### Aim of the task
Output only the lines from the one holding "Objective — one marker on every instance of the pond water" to the end of the data below, please, copied exactly.

### Provided information
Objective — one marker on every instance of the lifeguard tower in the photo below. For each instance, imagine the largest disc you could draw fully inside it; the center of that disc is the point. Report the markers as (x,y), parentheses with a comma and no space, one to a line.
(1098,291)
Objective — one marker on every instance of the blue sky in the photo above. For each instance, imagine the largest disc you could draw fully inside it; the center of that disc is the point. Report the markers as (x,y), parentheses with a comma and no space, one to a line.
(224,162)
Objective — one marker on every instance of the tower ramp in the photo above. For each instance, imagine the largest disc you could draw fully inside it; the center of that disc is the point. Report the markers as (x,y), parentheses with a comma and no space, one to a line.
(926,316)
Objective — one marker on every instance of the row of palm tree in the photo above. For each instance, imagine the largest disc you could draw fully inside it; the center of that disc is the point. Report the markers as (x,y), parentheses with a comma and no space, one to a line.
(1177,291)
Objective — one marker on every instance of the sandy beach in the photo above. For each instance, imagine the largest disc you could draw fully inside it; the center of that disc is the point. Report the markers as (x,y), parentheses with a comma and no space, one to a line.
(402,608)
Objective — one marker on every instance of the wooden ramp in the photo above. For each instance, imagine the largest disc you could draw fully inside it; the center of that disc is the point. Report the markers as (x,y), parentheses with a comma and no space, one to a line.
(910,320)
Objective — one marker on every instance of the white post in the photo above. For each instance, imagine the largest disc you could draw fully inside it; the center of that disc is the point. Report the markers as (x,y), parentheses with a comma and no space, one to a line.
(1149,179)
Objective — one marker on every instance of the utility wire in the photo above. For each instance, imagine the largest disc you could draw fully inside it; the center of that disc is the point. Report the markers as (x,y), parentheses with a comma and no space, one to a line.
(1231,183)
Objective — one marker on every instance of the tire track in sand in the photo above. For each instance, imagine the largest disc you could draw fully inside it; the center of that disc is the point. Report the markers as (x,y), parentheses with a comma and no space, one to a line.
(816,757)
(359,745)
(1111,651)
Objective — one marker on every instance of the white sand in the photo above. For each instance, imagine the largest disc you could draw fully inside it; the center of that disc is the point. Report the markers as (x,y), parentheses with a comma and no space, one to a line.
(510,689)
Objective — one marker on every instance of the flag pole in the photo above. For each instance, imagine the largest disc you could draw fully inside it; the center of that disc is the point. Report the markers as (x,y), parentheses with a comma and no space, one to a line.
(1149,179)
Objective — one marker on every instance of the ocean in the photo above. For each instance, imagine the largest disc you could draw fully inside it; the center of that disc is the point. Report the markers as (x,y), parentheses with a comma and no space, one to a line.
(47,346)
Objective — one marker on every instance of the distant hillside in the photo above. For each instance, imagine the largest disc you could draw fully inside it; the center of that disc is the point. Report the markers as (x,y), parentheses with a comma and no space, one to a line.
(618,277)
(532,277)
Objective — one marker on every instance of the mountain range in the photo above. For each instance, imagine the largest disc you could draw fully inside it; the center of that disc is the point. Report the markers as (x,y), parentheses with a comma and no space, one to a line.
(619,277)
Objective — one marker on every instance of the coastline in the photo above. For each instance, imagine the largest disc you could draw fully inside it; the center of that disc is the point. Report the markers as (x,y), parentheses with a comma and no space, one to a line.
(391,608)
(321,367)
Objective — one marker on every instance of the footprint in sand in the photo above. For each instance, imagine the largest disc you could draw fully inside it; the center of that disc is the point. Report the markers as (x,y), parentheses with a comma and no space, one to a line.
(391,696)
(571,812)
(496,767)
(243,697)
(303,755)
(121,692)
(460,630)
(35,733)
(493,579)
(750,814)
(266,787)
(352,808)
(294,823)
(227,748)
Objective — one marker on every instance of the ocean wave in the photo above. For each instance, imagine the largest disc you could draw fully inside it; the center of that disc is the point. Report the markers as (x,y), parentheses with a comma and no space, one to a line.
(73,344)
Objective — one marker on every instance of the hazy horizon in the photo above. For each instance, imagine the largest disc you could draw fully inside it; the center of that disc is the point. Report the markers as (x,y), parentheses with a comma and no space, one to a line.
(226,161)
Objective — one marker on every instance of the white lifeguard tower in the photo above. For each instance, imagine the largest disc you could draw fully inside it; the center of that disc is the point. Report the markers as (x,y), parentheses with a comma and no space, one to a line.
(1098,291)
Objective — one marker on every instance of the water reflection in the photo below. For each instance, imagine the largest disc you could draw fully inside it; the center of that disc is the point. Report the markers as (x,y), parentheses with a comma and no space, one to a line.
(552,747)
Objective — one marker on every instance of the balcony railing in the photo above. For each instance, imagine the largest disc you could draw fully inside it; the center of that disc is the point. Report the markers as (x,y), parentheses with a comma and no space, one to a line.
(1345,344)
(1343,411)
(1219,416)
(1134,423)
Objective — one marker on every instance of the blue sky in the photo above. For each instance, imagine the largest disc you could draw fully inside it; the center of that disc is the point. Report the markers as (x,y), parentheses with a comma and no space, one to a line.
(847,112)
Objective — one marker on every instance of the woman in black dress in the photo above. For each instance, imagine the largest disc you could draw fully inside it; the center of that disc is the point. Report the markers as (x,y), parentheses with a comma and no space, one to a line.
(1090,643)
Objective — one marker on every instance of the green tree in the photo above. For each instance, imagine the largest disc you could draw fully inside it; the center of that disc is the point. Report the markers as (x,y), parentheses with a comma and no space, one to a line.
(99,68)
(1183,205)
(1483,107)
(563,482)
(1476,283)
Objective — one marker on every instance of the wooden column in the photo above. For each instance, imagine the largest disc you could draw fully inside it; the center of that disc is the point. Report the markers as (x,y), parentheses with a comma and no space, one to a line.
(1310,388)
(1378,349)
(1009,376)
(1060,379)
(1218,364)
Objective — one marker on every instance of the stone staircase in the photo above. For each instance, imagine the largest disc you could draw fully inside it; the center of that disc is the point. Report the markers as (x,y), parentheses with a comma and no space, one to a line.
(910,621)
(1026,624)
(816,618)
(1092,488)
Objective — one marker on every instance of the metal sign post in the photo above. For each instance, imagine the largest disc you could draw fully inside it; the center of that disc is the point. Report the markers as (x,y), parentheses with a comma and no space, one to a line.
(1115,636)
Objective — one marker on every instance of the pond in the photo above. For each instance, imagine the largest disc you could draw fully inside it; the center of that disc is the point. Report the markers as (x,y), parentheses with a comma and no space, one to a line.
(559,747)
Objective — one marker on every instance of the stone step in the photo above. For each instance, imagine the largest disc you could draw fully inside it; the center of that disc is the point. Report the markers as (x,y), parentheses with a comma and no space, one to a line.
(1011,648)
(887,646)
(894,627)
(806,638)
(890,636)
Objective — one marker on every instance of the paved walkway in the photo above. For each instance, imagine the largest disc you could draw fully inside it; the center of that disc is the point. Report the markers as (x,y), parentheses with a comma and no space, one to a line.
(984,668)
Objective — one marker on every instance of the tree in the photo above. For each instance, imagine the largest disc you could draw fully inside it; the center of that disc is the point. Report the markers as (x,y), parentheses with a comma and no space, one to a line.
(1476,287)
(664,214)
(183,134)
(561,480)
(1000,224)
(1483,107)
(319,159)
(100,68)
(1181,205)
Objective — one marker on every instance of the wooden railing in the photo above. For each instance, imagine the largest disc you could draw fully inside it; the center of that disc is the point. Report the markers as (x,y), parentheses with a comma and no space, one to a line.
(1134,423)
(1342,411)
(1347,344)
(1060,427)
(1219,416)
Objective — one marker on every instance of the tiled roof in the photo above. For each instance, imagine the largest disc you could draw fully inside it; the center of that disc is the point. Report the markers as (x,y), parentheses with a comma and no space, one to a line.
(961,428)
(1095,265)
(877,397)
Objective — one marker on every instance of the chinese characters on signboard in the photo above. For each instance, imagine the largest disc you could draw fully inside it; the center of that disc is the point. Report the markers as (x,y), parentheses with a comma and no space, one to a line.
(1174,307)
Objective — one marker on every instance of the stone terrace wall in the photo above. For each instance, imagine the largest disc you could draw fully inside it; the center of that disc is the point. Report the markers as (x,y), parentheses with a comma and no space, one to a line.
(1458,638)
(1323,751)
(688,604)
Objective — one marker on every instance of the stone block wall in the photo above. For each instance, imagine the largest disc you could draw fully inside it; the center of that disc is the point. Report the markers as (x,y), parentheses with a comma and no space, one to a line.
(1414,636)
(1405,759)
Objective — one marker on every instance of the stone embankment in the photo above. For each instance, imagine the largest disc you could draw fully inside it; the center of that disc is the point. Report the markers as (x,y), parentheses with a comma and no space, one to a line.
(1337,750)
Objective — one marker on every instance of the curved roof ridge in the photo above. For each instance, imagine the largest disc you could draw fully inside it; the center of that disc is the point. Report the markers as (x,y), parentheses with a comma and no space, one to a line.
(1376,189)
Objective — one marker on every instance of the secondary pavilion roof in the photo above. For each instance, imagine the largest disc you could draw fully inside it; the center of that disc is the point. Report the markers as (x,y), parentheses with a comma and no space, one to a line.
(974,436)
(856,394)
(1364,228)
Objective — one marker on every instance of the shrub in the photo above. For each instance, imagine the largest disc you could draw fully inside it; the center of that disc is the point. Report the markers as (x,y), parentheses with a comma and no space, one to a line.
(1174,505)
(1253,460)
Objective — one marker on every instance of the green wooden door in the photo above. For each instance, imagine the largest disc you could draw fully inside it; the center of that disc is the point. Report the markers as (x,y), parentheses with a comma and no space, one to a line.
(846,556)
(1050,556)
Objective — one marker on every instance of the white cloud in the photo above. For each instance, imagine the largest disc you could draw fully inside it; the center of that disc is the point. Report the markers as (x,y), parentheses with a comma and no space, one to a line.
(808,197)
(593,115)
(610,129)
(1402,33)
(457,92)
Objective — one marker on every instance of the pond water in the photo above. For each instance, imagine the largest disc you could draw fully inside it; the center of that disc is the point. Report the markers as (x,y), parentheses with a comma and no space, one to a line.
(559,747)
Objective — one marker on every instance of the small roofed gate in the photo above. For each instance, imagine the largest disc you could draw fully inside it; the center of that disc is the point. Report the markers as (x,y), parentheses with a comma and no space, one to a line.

### Result of the exercise
Objective — one marker on every instance of the pond water in the photo above. For each instance, imagine the largest disc you could draw fully inside it; the center of that disc is the point. Report the markers as (x,y), parentheses with a comma and no space, one to a line.
(559,747)
Objective — one marker on every instance of the small roofed gate in the photo above. For each instance, imagine the largest disc you could draw fully inside it; the center of that disc is the point. Report the markers as (x,y), parentheses with a comma and no space, one to a line.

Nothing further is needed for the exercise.